#### About this exercise
Scan the records for the string "instance" and copy every line that holds it.

****************************************

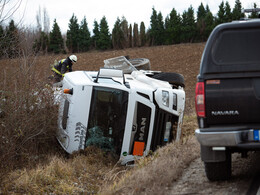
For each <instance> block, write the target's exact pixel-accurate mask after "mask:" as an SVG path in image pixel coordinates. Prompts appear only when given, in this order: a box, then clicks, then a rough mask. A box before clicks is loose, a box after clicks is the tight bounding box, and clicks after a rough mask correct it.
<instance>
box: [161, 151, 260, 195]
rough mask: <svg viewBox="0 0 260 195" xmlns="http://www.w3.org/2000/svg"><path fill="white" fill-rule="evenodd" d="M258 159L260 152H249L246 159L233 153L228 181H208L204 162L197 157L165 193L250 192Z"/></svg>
mask: <svg viewBox="0 0 260 195" xmlns="http://www.w3.org/2000/svg"><path fill="white" fill-rule="evenodd" d="M259 160H260V152H254V153H249V155H248V158H246V159H244V158H241V156H240V155H239V154H233V155H232V178H231V179H230V180H229V181H221V182H210V181H209V180H208V179H207V177H206V175H205V171H204V164H203V162H202V161H201V159H200V158H198V159H196V160H195V161H193V162H192V163H191V164H190V166H189V167H188V168H187V169H186V170H184V172H183V175H182V177H181V178H180V179H179V180H178V181H176V182H175V183H173V186H172V187H171V189H169V191H168V192H167V193H165V194H178V195H179V194H207V195H208V194H214V195H215V194H221V195H229V194H230V195H231V194H251V193H252V190H251V191H250V188H252V186H251V184H252V182H253V179H254V177H255V175H259V173H260V168H259ZM255 194H256V193H255Z"/></svg>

****************************************

#### Result
For each <instance> block, write the target's exact pixel-accurate mask after "mask:" as an SVG path in image pixel coordinates. Prompts appear only when given, in this order: a box, then clicks, then a rough mask. A box before clicks is loose, a box after clicks is the tight bounding box, and clicks after a rough mask correct it.
<instance>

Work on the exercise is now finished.